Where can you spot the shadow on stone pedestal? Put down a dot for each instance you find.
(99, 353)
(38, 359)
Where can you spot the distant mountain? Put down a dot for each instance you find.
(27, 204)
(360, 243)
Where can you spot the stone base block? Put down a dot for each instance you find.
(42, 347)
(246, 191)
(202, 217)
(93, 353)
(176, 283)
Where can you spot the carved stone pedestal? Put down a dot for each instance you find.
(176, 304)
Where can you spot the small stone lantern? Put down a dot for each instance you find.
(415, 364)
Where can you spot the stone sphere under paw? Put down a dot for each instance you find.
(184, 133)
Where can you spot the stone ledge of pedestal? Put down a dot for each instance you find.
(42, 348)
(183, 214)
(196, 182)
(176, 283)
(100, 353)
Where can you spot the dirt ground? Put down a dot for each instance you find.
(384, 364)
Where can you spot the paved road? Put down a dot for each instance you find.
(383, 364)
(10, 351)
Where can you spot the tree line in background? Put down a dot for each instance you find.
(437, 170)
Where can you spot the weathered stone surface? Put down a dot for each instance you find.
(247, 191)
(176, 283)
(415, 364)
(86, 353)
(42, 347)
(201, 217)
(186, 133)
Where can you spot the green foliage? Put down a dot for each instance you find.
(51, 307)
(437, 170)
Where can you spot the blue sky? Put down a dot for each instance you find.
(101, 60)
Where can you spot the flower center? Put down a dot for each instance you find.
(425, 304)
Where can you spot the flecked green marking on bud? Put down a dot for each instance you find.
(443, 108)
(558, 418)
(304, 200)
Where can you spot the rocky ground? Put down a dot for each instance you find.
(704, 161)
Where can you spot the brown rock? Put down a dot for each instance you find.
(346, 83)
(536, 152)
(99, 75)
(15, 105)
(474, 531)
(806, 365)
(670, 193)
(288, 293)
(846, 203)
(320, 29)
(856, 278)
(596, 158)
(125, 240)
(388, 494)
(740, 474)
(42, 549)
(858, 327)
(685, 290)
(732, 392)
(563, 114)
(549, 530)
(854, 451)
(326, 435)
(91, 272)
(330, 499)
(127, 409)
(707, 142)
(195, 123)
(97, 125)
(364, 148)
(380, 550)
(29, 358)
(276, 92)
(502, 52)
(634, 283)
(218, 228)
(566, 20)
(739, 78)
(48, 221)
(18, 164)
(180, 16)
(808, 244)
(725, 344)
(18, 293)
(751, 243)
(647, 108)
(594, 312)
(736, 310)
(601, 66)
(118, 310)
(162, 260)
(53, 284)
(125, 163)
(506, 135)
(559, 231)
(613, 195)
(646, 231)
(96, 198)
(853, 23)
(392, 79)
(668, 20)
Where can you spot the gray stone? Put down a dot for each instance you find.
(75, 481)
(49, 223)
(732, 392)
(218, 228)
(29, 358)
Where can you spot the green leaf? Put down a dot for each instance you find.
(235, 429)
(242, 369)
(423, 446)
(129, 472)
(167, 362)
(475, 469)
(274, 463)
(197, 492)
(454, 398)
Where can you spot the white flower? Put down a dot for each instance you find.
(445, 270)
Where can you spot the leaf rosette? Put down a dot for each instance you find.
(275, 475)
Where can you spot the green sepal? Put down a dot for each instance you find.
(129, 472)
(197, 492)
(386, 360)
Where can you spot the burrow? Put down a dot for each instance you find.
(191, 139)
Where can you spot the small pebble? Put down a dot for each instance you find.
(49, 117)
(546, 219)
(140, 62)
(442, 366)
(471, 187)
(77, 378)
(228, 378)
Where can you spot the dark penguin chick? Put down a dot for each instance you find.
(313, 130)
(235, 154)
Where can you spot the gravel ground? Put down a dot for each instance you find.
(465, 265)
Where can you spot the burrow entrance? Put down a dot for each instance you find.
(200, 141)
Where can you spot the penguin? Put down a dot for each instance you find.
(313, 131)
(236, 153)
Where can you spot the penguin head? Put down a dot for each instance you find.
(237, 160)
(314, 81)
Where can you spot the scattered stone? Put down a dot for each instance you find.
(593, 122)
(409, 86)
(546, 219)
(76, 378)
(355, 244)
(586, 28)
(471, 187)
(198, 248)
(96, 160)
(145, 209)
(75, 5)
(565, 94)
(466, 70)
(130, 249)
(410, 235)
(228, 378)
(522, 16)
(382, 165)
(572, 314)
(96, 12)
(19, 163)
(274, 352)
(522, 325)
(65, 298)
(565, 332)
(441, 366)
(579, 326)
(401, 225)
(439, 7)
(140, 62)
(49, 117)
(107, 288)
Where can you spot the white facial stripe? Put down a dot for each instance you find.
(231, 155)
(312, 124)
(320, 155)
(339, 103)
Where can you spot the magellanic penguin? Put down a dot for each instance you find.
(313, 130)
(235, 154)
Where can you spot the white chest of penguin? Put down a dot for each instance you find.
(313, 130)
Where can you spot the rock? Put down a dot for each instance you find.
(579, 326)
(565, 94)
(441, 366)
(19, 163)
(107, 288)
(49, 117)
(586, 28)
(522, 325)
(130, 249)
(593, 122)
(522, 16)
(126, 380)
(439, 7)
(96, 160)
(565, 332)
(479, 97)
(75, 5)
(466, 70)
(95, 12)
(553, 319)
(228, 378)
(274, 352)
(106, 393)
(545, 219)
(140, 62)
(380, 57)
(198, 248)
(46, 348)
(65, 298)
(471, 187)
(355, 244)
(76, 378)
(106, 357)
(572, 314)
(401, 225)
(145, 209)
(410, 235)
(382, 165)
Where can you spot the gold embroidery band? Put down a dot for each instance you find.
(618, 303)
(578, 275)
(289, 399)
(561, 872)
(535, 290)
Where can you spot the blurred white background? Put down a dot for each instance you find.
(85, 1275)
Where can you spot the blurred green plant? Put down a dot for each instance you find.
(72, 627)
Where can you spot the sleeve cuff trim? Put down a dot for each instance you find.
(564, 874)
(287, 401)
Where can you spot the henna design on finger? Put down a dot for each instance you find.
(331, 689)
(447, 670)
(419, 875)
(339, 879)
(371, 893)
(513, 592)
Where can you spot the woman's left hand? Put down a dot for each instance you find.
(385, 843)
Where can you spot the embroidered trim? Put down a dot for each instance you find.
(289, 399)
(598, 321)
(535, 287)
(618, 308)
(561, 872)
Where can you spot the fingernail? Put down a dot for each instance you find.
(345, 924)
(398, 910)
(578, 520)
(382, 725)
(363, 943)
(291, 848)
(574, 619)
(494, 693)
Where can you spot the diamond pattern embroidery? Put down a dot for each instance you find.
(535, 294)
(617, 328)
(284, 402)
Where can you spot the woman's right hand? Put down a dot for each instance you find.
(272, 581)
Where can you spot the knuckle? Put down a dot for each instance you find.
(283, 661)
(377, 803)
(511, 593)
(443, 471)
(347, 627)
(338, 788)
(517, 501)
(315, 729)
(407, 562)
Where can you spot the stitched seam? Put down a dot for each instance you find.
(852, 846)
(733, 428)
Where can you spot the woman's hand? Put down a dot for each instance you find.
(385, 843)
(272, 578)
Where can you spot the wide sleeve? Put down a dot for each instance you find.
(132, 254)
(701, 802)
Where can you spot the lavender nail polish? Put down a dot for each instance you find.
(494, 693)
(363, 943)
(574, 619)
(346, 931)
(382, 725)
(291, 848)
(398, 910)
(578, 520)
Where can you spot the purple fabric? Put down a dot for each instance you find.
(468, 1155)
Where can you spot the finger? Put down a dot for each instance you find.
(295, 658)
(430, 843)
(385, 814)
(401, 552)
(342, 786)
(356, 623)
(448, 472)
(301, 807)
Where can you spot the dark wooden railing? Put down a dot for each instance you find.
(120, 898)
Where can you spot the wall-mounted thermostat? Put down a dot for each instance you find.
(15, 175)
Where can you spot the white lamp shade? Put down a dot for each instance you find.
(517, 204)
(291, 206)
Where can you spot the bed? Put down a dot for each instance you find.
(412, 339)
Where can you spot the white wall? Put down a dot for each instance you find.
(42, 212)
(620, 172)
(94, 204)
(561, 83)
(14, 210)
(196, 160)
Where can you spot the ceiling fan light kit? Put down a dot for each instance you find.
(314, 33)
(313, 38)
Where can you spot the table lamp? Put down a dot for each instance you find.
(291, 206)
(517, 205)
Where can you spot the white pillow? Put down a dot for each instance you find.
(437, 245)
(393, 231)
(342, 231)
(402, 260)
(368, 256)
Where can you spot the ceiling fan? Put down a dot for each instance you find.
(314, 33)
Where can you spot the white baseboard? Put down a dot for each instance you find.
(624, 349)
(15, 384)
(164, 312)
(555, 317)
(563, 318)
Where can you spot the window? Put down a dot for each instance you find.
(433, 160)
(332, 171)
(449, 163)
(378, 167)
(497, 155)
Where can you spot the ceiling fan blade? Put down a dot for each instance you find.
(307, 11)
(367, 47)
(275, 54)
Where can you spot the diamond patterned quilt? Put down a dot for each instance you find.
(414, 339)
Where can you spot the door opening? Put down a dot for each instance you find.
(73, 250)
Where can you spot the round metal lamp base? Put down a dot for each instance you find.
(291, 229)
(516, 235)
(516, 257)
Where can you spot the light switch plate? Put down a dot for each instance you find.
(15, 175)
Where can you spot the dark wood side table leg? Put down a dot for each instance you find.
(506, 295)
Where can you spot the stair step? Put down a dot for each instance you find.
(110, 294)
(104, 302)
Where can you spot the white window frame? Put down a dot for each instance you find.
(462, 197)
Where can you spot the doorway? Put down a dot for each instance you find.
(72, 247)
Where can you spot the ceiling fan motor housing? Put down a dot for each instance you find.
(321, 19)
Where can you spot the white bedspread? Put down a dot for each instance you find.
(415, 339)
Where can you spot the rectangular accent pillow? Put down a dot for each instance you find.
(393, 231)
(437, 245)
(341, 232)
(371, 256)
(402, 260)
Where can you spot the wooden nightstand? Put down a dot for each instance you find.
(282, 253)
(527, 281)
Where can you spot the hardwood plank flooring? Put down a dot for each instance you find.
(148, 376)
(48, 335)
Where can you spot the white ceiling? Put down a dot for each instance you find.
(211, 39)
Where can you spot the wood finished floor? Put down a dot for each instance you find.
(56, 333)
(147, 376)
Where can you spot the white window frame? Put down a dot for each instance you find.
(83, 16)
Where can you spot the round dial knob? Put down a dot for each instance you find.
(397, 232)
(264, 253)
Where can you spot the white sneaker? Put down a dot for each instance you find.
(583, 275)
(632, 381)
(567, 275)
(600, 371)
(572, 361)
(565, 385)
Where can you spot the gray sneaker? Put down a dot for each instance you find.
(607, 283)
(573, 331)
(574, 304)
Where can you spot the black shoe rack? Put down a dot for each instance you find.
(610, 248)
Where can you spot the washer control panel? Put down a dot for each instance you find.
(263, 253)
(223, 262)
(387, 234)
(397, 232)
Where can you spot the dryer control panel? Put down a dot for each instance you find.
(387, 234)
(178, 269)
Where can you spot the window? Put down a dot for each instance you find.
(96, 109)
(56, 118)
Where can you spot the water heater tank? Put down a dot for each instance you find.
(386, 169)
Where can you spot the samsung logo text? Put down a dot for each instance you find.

=-=-=-=-=

**What is needed**:
Turn the lines from the one containing "Where can you spot the white sneaker?" through the final line of the items, both ends included, into a JSON list of strings with one string per line, leaving out any blank lines.

**Worked answer**:
[
  "Where can you spot the white sneaker? Put down a dot for each instance you find.",
  "(583, 275)",
  "(632, 381)",
  "(567, 275)",
  "(600, 371)",
  "(572, 361)",
  "(565, 385)",
  "Where can you spot the gray sneaker? Put down a dot for each instance you find.",
  "(607, 283)",
  "(573, 331)",
  "(574, 304)",
  "Where can you spot the black shoe rack? Put down a dot for each instance you find.",
  "(610, 248)",
  "Where can you spot the washer control panel? Put down a dot for each instance you find.",
  "(263, 253)",
  "(223, 262)",
  "(387, 234)",
  "(397, 232)",
  "Where can you spot the dryer control panel? Put down a dot for each instance you find.",
  "(387, 234)",
  "(178, 269)",
  "Where can you spot the window? Put down a dot for each instance you find.",
  "(96, 109)",
  "(56, 118)",
  "Where can you spot the water heater tank? Put down a dot for each instance you find.",
  "(386, 169)",
  "Where can you spot the samsung logo text? Put down a dot for each instance you find."
]